=== TASK TO CARRY OUT ===
Within the entries that follow, show each line where the word "distant" occurs.

=== RECORDS SHOWN ===
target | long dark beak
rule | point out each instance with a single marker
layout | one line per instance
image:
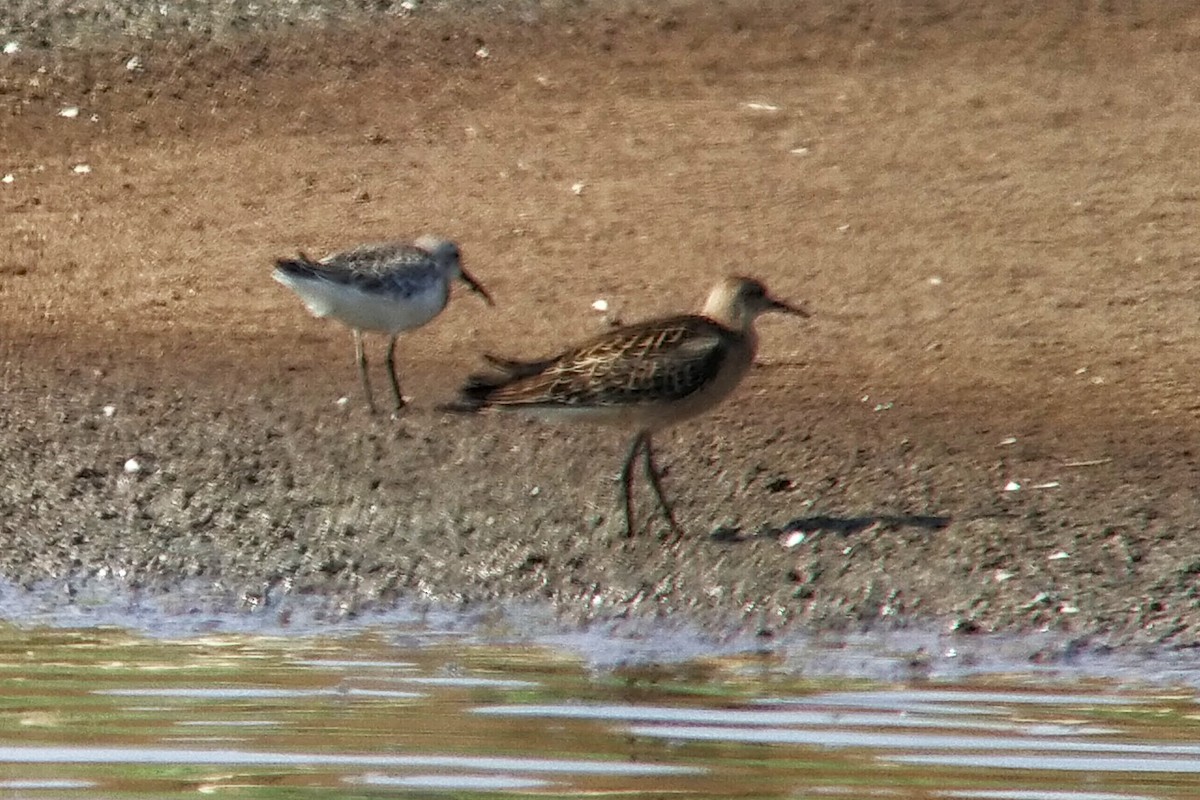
(475, 286)
(785, 307)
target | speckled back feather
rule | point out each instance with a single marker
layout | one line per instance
(369, 268)
(657, 361)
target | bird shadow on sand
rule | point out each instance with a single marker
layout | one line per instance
(840, 525)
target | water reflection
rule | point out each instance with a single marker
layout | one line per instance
(99, 713)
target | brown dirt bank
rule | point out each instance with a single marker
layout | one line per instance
(989, 208)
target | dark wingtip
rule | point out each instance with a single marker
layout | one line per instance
(297, 265)
(474, 395)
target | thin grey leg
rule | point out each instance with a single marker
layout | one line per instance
(627, 485)
(391, 373)
(361, 358)
(652, 473)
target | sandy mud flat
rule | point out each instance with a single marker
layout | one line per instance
(989, 423)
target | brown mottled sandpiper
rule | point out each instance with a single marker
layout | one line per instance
(642, 377)
(389, 288)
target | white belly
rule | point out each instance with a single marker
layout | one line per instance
(367, 311)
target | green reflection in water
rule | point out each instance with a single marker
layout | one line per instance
(102, 713)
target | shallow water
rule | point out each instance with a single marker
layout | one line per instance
(101, 711)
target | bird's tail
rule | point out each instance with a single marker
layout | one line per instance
(301, 266)
(477, 392)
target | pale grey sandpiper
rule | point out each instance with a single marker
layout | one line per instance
(642, 377)
(388, 288)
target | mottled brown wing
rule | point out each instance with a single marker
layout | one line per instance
(658, 361)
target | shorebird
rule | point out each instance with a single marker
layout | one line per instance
(389, 288)
(642, 377)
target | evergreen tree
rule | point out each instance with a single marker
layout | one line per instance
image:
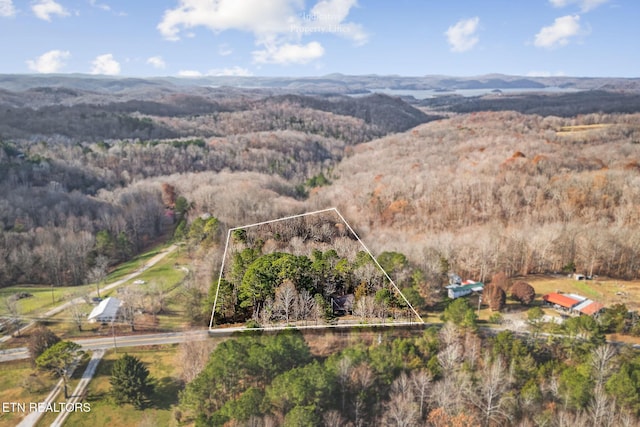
(130, 382)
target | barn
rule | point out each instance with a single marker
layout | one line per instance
(107, 311)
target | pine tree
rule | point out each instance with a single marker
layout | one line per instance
(130, 382)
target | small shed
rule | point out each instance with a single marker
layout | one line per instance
(454, 291)
(107, 311)
(560, 301)
(343, 304)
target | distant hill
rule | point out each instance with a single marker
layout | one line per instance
(332, 83)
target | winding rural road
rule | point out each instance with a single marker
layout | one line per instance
(153, 261)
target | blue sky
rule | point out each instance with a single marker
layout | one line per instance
(318, 37)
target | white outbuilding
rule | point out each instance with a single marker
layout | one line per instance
(107, 311)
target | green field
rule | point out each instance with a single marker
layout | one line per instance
(160, 360)
(20, 382)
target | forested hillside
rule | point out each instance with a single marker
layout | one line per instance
(486, 192)
(452, 376)
(477, 193)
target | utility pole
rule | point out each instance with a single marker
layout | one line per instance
(113, 331)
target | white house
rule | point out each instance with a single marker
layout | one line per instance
(105, 312)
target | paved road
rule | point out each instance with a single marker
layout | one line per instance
(108, 287)
(79, 392)
(92, 344)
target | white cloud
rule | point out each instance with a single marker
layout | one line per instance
(224, 50)
(545, 74)
(585, 5)
(232, 71)
(289, 54)
(44, 9)
(50, 62)
(328, 16)
(559, 32)
(156, 61)
(102, 6)
(462, 35)
(257, 16)
(7, 9)
(277, 25)
(105, 64)
(189, 73)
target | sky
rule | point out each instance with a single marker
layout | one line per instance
(145, 38)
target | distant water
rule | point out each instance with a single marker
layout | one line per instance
(430, 93)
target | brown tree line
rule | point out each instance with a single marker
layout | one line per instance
(500, 192)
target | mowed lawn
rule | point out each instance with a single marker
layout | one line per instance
(161, 362)
(20, 382)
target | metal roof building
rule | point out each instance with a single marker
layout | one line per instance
(105, 312)
(563, 301)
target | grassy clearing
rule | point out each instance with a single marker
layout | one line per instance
(21, 382)
(134, 264)
(582, 128)
(160, 360)
(45, 296)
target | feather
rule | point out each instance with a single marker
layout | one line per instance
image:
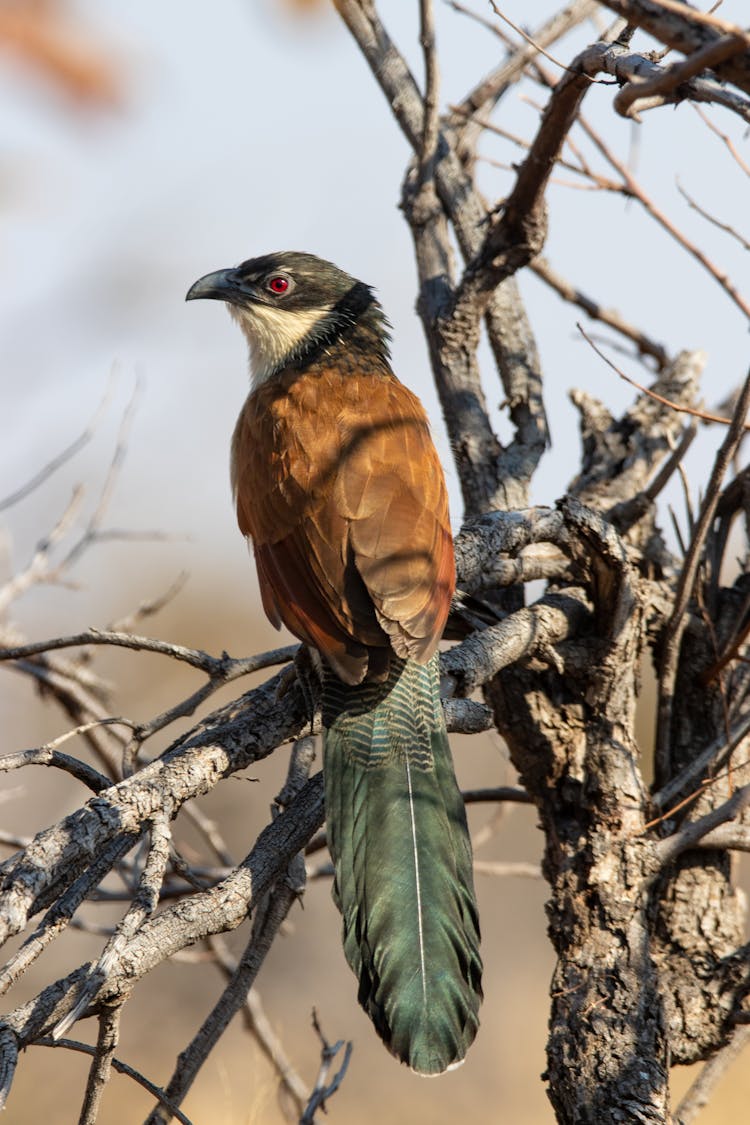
(401, 854)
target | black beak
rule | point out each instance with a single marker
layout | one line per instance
(222, 285)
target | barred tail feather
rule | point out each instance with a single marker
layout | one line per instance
(398, 837)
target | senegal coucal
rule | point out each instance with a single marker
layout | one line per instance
(339, 485)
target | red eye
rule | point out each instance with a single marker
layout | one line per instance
(278, 285)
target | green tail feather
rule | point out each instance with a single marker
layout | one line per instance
(398, 837)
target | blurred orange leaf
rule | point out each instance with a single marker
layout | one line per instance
(42, 37)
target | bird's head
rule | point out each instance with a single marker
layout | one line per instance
(290, 304)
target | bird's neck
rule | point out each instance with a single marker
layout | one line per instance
(351, 333)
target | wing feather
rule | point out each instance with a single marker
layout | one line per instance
(340, 487)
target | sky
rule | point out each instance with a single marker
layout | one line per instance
(240, 131)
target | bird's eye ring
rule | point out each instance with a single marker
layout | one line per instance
(278, 284)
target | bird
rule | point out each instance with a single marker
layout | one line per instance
(339, 486)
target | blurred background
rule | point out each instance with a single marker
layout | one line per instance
(144, 145)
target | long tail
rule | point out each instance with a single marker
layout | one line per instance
(398, 837)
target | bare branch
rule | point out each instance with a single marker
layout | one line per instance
(122, 1068)
(702, 1089)
(101, 1063)
(324, 1088)
(685, 586)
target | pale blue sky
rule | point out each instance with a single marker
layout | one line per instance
(240, 132)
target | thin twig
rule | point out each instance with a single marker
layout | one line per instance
(324, 1088)
(723, 136)
(712, 218)
(704, 415)
(262, 1031)
(702, 1089)
(61, 458)
(122, 1068)
(101, 1063)
(626, 100)
(676, 624)
(610, 316)
(142, 907)
(690, 834)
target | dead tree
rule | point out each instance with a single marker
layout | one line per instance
(652, 969)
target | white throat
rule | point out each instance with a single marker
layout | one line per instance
(274, 334)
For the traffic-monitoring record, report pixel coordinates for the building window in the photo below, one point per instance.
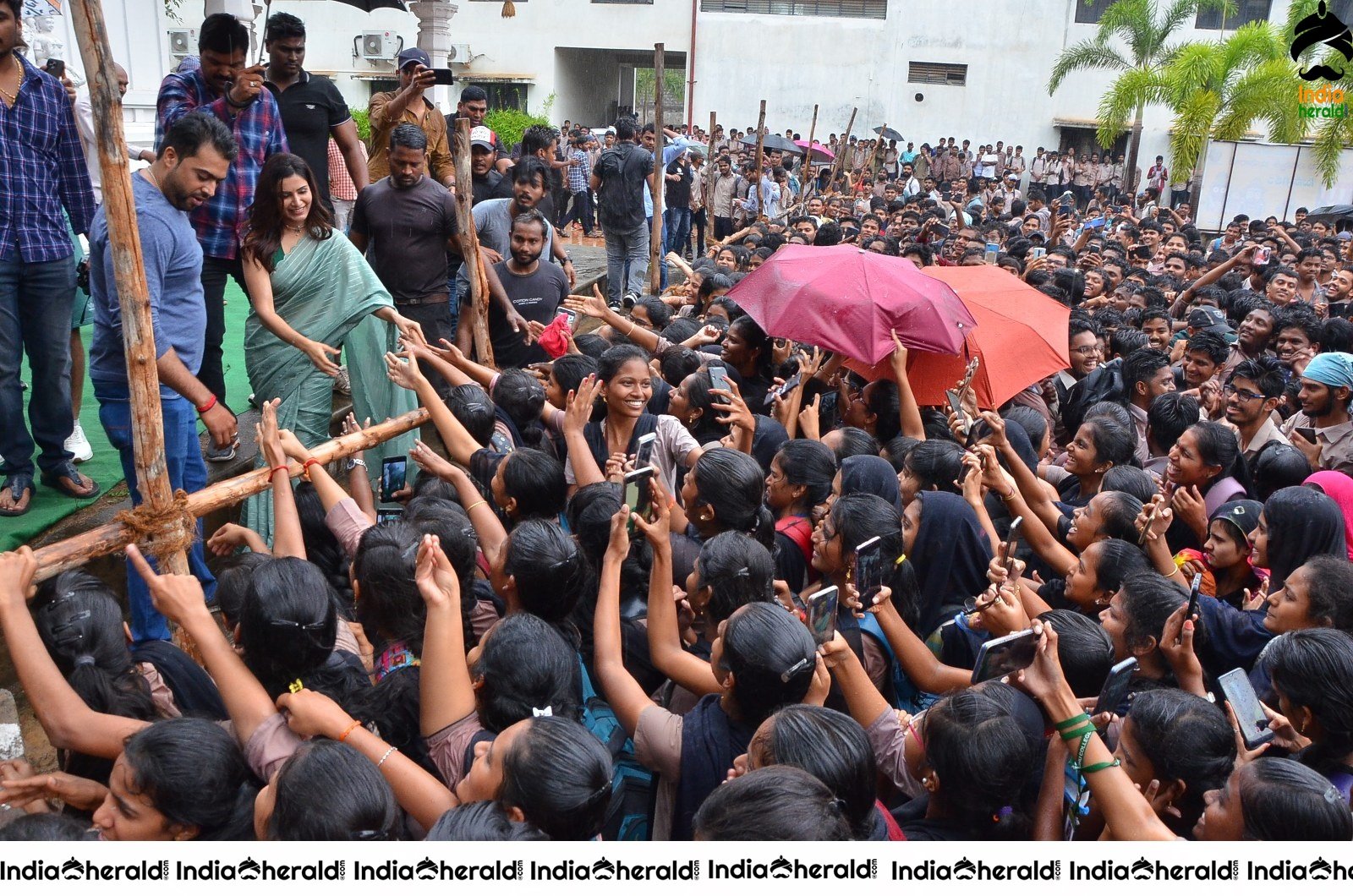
(1091, 13)
(1245, 13)
(950, 74)
(838, 8)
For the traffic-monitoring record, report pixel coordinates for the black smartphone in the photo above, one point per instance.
(869, 570)
(1192, 596)
(392, 472)
(719, 376)
(829, 413)
(636, 493)
(822, 614)
(1003, 655)
(1115, 686)
(644, 451)
(1245, 704)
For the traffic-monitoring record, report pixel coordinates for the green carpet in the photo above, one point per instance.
(49, 505)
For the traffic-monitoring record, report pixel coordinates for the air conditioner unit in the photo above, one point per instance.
(379, 45)
(183, 42)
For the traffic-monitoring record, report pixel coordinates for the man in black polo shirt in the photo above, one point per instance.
(311, 107)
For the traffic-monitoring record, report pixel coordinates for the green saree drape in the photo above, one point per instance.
(328, 292)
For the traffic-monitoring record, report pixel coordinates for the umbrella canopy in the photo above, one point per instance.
(850, 301)
(775, 142)
(820, 153)
(1021, 337)
(1329, 214)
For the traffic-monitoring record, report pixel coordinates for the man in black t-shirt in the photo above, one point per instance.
(311, 107)
(536, 290)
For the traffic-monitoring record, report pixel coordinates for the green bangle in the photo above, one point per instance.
(1071, 723)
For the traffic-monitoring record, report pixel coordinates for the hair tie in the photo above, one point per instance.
(793, 670)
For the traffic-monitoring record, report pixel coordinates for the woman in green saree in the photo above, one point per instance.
(311, 295)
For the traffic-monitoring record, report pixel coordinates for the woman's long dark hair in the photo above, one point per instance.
(263, 233)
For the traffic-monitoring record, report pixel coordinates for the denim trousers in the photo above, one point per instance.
(187, 472)
(36, 301)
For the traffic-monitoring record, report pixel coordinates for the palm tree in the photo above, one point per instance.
(1332, 135)
(1219, 88)
(1140, 56)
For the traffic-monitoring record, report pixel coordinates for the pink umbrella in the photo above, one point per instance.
(850, 301)
(820, 153)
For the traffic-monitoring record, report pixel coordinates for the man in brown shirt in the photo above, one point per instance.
(410, 106)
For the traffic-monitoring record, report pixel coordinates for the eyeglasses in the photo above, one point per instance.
(1244, 394)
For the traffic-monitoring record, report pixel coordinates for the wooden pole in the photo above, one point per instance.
(842, 149)
(655, 238)
(58, 558)
(470, 243)
(761, 160)
(129, 272)
(808, 155)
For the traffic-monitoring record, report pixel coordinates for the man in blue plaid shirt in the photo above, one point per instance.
(222, 85)
(44, 180)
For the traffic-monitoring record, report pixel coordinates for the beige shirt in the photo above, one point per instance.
(1336, 443)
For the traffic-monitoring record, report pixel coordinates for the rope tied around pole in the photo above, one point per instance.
(162, 531)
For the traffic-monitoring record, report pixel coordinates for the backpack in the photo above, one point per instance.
(633, 789)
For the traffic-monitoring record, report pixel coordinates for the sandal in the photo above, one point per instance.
(54, 477)
(18, 484)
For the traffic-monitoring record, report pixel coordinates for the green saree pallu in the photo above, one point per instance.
(328, 292)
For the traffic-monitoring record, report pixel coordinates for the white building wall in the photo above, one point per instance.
(558, 46)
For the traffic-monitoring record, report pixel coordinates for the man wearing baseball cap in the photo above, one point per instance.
(409, 106)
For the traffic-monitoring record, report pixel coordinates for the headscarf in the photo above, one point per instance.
(1339, 486)
(950, 555)
(1332, 369)
(868, 474)
(1302, 522)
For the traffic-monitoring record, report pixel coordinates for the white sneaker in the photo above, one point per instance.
(79, 445)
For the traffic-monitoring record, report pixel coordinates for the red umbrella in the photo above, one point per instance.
(850, 301)
(1021, 337)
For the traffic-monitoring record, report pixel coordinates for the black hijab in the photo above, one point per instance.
(1302, 522)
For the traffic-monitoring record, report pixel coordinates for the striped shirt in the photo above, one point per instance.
(42, 169)
(257, 128)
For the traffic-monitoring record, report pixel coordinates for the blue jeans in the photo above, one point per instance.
(187, 472)
(36, 301)
(676, 222)
(627, 260)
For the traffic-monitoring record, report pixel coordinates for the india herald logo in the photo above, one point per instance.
(1323, 27)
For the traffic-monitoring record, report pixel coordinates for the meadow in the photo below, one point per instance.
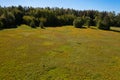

=== ANSWER SECTION ===
target | distant hill
target | distant water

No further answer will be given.